→ Goal: Count the lines in the records below that contain the string "paddle", matching case exactly. Reply with that number only.

→ Exercise inputs:

══════

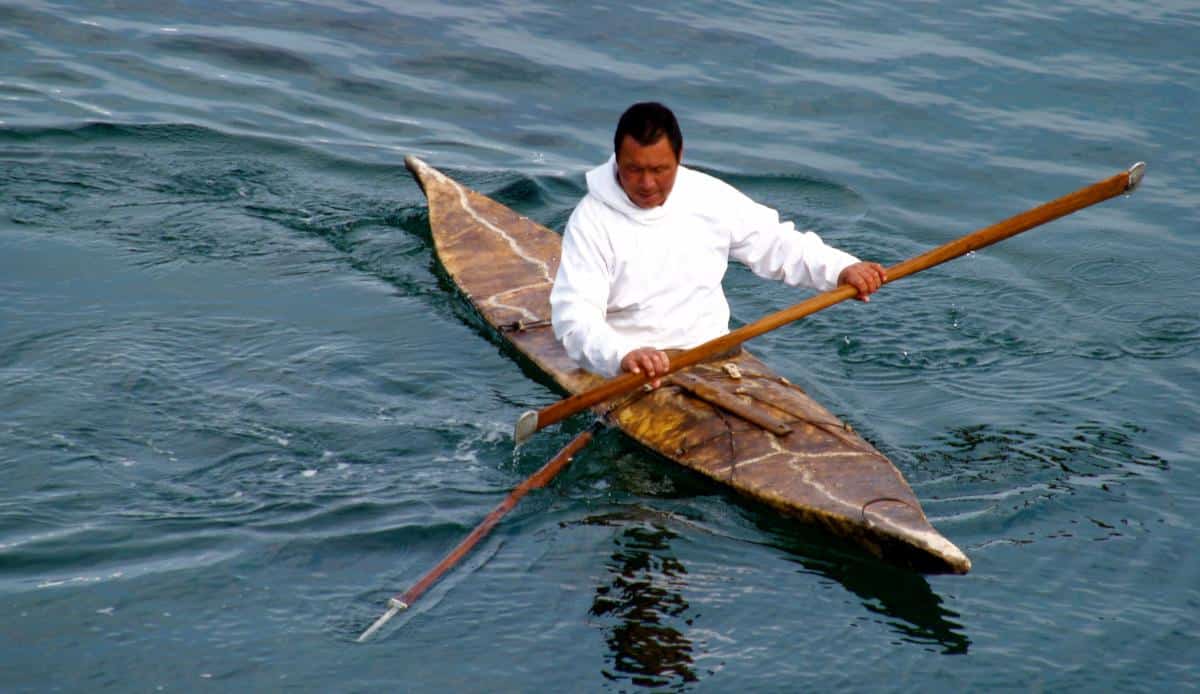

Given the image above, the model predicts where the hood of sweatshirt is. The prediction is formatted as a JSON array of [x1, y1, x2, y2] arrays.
[[587, 155, 691, 225]]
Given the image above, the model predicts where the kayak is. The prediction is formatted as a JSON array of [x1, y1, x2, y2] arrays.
[[404, 156, 971, 574]]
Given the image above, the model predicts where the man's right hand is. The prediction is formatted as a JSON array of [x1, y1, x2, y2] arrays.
[[620, 347, 671, 388]]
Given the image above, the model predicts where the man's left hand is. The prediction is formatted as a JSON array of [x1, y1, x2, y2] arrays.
[[838, 261, 888, 301]]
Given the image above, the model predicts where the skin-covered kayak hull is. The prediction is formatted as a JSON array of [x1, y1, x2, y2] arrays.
[[406, 156, 971, 574]]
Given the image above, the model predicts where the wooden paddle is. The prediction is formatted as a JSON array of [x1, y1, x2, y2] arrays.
[[512, 162, 1146, 444], [358, 421, 601, 642]]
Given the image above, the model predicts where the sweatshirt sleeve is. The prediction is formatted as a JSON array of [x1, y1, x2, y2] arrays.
[[727, 183, 858, 292], [550, 196, 635, 377]]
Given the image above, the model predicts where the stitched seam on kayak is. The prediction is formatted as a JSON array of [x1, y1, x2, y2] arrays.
[[446, 179, 554, 282]]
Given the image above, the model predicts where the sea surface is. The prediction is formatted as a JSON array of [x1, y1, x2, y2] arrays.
[[0, 0, 1200, 692]]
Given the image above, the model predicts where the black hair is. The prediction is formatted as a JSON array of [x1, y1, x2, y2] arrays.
[[612, 101, 683, 160]]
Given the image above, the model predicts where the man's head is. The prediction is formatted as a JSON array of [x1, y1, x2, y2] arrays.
[[612, 101, 683, 208]]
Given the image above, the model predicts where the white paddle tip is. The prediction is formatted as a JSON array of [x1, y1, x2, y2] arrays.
[[1126, 161, 1146, 193], [358, 598, 408, 644], [512, 409, 538, 445]]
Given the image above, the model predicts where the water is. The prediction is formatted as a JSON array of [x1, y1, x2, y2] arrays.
[[0, 0, 1200, 692]]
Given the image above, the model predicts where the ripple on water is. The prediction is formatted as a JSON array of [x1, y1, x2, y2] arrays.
[[908, 413, 1169, 544], [1121, 313, 1200, 359], [1068, 258, 1153, 287], [934, 355, 1129, 405]]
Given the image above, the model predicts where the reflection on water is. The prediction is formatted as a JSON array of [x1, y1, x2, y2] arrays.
[[589, 519, 697, 688], [757, 514, 971, 654], [796, 557, 971, 656]]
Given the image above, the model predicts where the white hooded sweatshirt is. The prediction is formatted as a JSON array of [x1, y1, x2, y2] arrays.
[[550, 157, 858, 377]]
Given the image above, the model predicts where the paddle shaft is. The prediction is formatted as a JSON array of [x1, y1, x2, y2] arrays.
[[516, 163, 1142, 443], [358, 423, 600, 641]]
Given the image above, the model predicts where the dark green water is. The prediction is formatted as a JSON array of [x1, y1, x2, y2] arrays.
[[0, 0, 1200, 692]]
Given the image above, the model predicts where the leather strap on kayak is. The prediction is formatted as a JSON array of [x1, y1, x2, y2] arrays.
[[667, 371, 792, 436]]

══════

→ Exercise answer: 3